WHAT IS REQUIRED: Nothing should be omitted: restate the full listing word for word.

RAW DATA:

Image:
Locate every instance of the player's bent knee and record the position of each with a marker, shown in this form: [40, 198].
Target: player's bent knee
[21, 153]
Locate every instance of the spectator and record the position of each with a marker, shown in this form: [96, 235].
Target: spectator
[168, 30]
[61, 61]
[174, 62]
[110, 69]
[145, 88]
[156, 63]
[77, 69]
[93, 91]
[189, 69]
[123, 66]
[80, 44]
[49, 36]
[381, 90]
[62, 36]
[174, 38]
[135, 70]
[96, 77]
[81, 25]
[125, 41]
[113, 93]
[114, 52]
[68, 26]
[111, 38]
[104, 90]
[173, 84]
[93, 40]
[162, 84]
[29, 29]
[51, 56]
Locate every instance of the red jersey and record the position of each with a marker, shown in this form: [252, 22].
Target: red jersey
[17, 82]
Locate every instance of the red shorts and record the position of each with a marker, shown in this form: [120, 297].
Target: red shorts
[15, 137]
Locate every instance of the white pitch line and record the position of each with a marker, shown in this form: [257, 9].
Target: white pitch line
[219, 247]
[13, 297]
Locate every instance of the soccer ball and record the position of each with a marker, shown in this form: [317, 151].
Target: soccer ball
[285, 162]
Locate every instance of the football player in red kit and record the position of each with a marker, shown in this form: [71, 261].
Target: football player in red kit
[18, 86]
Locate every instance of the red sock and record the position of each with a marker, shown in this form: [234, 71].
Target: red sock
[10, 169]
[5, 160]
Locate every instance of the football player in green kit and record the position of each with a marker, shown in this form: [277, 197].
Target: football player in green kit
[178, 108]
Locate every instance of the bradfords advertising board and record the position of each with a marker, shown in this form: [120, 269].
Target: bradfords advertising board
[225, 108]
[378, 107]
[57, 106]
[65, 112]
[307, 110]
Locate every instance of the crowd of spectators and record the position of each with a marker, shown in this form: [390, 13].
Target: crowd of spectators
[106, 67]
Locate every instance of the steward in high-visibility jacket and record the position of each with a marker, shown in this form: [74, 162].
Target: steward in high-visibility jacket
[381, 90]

WRITTEN SOLUTION:
Image:
Locate every instance of the player's bent knee and record the position of each with a marker, shown in this form: [40, 198].
Target: player's bent knee
[21, 153]
Locate every instance of the spectator and record the position of each with a marker, shown in this form: [96, 235].
Target: spectator
[168, 30]
[61, 61]
[174, 62]
[110, 69]
[145, 88]
[156, 63]
[77, 69]
[93, 91]
[189, 69]
[123, 66]
[80, 44]
[49, 36]
[381, 90]
[62, 36]
[174, 38]
[135, 70]
[96, 77]
[81, 25]
[125, 41]
[113, 93]
[114, 52]
[68, 26]
[111, 38]
[104, 90]
[173, 84]
[93, 40]
[162, 84]
[29, 29]
[51, 56]
Locate every instance of the red jersey and record the position of each with a marker, shown in this form: [252, 22].
Target: red jersey
[17, 82]
Locate every instance of the red shorts and record the position of each with a marker, shown in this form: [120, 297].
Target: red shorts
[15, 137]
Locate every instance of the white pitch line and record the position of each with a marker, shown in this form: [257, 9].
Target: white pitch line
[219, 247]
[13, 297]
Locate every instance of the soccer ball and record the position of each with a marker, shown in this form: [317, 151].
Target: soccer ball
[285, 162]
Locate every instance of the football player in red kit and record the position of each with a marker, shown in this form: [71, 261].
Target: football player in red kit
[18, 86]
Locate every instance of the red sock and record the position of each with a marker, shown in this form: [234, 71].
Target: red sock
[10, 169]
[5, 160]
Locate every instance of the football player in green kit and record the position of each with a marker, shown in this form: [277, 197].
Target: football player in green kit
[178, 108]
Locate every instance of the bradfords advertising board and record the position of each with a marker, shown in this form: [120, 269].
Target: bradfords advertising board
[225, 108]
[378, 107]
[57, 106]
[65, 112]
[307, 110]
Locate every instance of the crowd of spectators and record the position of each with a marker, shown in this form: [390, 13].
Target: crowd of spectators
[106, 67]
Locate every instance of the steward in high-visibility jacket and record the position of each with a marker, shown in this form: [74, 162].
Target: steward in high-visibility jacket
[381, 90]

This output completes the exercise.